### PROBLEM TO SOLVE:
Show every line of the data below that contains the string "glass", copying each line unchanged.

Object point labels
● ● ● ● ● ● ●

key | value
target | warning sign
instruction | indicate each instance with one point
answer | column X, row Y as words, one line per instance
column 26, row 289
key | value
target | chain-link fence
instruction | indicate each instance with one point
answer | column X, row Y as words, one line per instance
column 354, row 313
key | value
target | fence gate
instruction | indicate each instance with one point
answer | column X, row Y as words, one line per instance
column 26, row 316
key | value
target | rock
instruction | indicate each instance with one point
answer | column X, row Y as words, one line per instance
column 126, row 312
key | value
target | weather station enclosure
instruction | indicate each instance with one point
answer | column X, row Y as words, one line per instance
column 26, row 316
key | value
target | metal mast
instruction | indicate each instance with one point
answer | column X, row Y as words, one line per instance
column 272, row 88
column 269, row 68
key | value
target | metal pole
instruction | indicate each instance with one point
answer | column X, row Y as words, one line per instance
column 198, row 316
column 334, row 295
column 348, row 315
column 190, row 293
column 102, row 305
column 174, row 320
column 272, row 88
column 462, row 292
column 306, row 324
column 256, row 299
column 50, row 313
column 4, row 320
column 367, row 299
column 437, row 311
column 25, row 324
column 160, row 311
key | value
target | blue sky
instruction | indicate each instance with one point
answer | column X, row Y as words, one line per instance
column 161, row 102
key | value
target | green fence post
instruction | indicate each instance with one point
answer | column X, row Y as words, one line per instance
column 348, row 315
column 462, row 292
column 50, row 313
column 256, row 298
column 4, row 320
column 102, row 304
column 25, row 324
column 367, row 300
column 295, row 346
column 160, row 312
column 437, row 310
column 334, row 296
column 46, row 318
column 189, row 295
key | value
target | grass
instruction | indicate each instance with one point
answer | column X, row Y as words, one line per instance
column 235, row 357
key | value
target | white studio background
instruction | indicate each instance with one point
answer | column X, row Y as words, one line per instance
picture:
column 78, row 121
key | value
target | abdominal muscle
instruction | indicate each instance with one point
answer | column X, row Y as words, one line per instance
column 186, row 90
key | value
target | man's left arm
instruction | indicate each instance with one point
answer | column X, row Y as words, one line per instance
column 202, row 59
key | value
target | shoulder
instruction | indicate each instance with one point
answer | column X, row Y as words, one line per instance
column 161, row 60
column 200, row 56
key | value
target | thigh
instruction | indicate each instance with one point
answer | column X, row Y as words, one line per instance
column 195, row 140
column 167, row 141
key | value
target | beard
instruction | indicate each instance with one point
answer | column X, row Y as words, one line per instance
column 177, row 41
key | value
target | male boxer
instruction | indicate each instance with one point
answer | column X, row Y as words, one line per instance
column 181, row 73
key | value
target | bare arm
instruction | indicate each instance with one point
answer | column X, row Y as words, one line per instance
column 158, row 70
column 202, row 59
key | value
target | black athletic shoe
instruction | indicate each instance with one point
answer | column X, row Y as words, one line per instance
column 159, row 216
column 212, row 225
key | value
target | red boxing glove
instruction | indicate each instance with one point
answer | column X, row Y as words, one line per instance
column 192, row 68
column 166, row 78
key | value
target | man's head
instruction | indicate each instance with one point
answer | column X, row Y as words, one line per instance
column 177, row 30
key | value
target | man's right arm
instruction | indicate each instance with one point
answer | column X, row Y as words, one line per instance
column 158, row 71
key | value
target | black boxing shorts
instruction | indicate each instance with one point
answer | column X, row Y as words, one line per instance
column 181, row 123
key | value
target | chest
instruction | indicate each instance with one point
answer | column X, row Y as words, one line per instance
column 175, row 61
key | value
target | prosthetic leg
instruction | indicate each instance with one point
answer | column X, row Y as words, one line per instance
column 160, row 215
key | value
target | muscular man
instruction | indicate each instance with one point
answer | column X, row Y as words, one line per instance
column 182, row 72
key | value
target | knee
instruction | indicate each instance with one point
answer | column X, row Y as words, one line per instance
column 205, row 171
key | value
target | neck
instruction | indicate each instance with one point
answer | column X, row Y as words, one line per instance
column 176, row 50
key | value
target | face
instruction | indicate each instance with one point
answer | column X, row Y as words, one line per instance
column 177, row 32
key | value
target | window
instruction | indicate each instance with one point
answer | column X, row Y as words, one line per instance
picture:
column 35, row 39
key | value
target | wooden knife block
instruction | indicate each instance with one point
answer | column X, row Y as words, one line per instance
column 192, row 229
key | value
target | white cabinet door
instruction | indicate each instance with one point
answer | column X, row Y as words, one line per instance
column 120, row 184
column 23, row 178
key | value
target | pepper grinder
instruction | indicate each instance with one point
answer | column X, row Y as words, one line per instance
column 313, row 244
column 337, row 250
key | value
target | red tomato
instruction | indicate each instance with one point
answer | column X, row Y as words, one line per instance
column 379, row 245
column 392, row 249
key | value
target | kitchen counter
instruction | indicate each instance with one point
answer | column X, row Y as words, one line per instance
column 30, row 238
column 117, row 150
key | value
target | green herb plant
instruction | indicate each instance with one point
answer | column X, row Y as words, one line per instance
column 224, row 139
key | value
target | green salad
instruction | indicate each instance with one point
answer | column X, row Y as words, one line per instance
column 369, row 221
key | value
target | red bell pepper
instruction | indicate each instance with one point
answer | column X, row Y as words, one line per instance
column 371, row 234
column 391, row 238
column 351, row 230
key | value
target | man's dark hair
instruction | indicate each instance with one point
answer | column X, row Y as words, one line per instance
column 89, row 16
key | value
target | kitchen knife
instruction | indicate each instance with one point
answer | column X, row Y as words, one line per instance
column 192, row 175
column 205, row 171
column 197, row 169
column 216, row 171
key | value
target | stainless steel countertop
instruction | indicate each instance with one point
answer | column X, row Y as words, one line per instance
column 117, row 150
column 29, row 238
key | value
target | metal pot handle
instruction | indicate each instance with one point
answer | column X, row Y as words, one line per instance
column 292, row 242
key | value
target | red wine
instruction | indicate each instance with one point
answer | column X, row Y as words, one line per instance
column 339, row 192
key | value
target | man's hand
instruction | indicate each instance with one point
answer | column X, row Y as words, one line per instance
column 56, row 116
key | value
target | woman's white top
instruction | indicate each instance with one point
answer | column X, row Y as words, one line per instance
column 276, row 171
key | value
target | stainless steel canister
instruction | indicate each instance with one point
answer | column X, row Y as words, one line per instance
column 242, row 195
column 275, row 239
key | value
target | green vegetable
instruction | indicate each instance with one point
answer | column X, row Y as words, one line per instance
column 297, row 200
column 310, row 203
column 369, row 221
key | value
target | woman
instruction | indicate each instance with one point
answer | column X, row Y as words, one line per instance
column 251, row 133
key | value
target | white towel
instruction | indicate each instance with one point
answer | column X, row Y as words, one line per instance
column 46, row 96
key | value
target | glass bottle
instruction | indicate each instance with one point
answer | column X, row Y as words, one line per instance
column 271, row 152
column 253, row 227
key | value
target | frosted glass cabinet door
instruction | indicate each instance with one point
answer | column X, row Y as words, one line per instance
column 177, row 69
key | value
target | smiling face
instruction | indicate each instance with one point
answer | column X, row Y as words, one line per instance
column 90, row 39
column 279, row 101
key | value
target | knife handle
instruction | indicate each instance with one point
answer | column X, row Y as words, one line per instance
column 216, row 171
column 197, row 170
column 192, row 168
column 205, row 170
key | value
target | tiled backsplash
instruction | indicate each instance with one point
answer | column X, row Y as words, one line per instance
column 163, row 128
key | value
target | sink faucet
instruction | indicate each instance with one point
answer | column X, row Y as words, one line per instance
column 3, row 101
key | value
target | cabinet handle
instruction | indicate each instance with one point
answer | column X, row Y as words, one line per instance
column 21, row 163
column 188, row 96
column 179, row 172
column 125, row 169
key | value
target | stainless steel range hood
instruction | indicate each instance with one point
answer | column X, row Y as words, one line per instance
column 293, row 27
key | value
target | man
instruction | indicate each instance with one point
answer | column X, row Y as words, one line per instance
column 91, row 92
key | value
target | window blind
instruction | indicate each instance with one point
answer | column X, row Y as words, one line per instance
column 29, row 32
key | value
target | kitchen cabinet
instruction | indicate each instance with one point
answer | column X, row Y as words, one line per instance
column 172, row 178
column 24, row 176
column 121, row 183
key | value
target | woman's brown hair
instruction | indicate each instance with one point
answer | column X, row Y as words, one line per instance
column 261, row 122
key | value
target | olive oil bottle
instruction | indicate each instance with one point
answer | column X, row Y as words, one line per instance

● ● ● ● ● ● ●

### FULL OUTPUT:
target | glass bottle
target | frosted glass cabinet door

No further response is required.